#### [Work to do]
(1) Which three short quoted phrases does the passage on creation and new birth cite to show God Himself at work?
(2) In the passage on creation and new birth, take the section between "So, too, with" and "much more abound.", inclusive, and rewrite it with "backdrop" in place of "background".
(3) According to the passage on creation and new birth, in what order do evening and morning come?

### Text

It is not from himself that a change comes. We are not born of the flesh, nor of the will of man, but of God. Here is the only help. Without our own will we are born into the world of nature, and without our own we are newborn. Our parentage (blessed be His name!) is of God, and thus we can call Him Father. So I find in this inspired record God Himself at work. Not laws, but a person. “God created,” “God formed,” “God made.” Nay, the agent and the instrument are both particularly pointed out. “The Spirit of God moved upon the face of the waters. And God said.” That is, we have the Spirit and the Word of God. And so are we said to be born of each: “That which is born of the Spirit is spirit;” “Being born again, not of corruptible seed, but of incorruptible, by the Word of God, which liveth and abideth forever.”
The Spirit is mentioned first, then God speaks, and “the entrance of His Word giveth light.” Not that the darkness is at once removed. It is bounded, yet returns again, but not in its first density. And the order is, I doubt not, significant of progress: first evening, and then morning. And after the seventh day evening no more mentioned; as in the full day of eternity, when the sun goes no more down, and the night is fled forever.
Meanwhile, though the sun be not yet, the light is good. God calls it so, while as yet it shines on nothing but a waste of waters. Only evil seems brought out by it. There is no change, or so it might seem, in the creature. It might seem that darkness were a fitter covering for the hopeless ruin in which it lies.
So, too, with the first light upon the soul. When the living Word has penetrated the heart, even to the dividing asunder of joints and marrow, of soul and spirit, and we find ourselves detected and exposed in the presence of One before whom all things are naked and opened, yet the light is good even then. “Grace and truth” come hand in hand together. The utter evil is only the dark background for the display of the infinite good; and where sin hath abounded, grace does much more abound.

######
### Supplied records

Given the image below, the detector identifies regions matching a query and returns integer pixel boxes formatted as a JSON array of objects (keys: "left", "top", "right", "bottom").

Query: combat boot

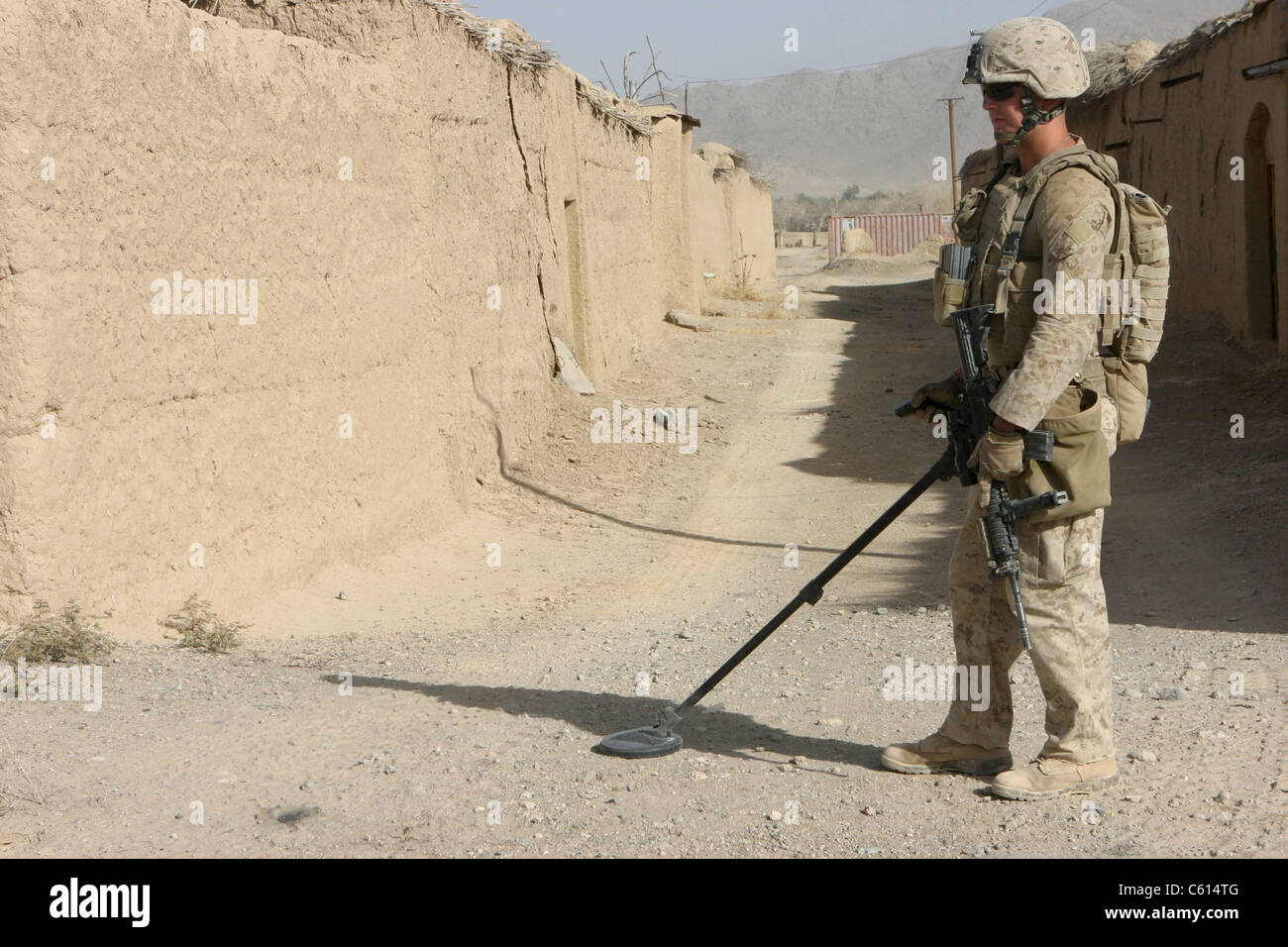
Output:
[
  {"left": 993, "top": 756, "right": 1118, "bottom": 800},
  {"left": 881, "top": 733, "right": 1012, "bottom": 776}
]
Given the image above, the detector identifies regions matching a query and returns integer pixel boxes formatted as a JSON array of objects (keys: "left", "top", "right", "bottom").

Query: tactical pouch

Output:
[
  {"left": 1100, "top": 357, "right": 1150, "bottom": 445},
  {"left": 935, "top": 266, "right": 966, "bottom": 326},
  {"left": 1024, "top": 388, "right": 1111, "bottom": 523},
  {"left": 953, "top": 187, "right": 988, "bottom": 246}
]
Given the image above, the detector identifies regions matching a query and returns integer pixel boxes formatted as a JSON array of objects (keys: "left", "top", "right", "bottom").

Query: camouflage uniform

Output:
[{"left": 940, "top": 139, "right": 1117, "bottom": 763}]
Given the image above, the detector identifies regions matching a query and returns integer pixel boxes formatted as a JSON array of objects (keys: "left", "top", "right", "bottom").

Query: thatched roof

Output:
[
  {"left": 1078, "top": 0, "right": 1270, "bottom": 103},
  {"left": 420, "top": 0, "right": 653, "bottom": 138}
]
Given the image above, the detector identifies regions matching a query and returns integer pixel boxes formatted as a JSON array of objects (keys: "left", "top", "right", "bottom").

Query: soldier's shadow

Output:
[{"left": 325, "top": 676, "right": 907, "bottom": 772}]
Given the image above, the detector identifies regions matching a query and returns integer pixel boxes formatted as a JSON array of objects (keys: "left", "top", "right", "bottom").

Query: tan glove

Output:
[
  {"left": 966, "top": 428, "right": 1025, "bottom": 507},
  {"left": 909, "top": 374, "right": 966, "bottom": 424}
]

######

#### [Answers for the exercise]
(1) "God created," "God formed," "God made."

(2)
So, too, with the first light upon the soul. When the living Word has penetrated the heart, even to the dividing asunder of joints and marrow, of soul and spirit, and we find ourselves detected and exposed in the presence of One before whom all things are naked and opened, yet the light is good even then. “Grace and truth” come hand in hand together. The utter evil is only the dark backdrop for the display of the infinite good; and where sin hath abounded, grace does much more abound.

(3) First evening, and then morning.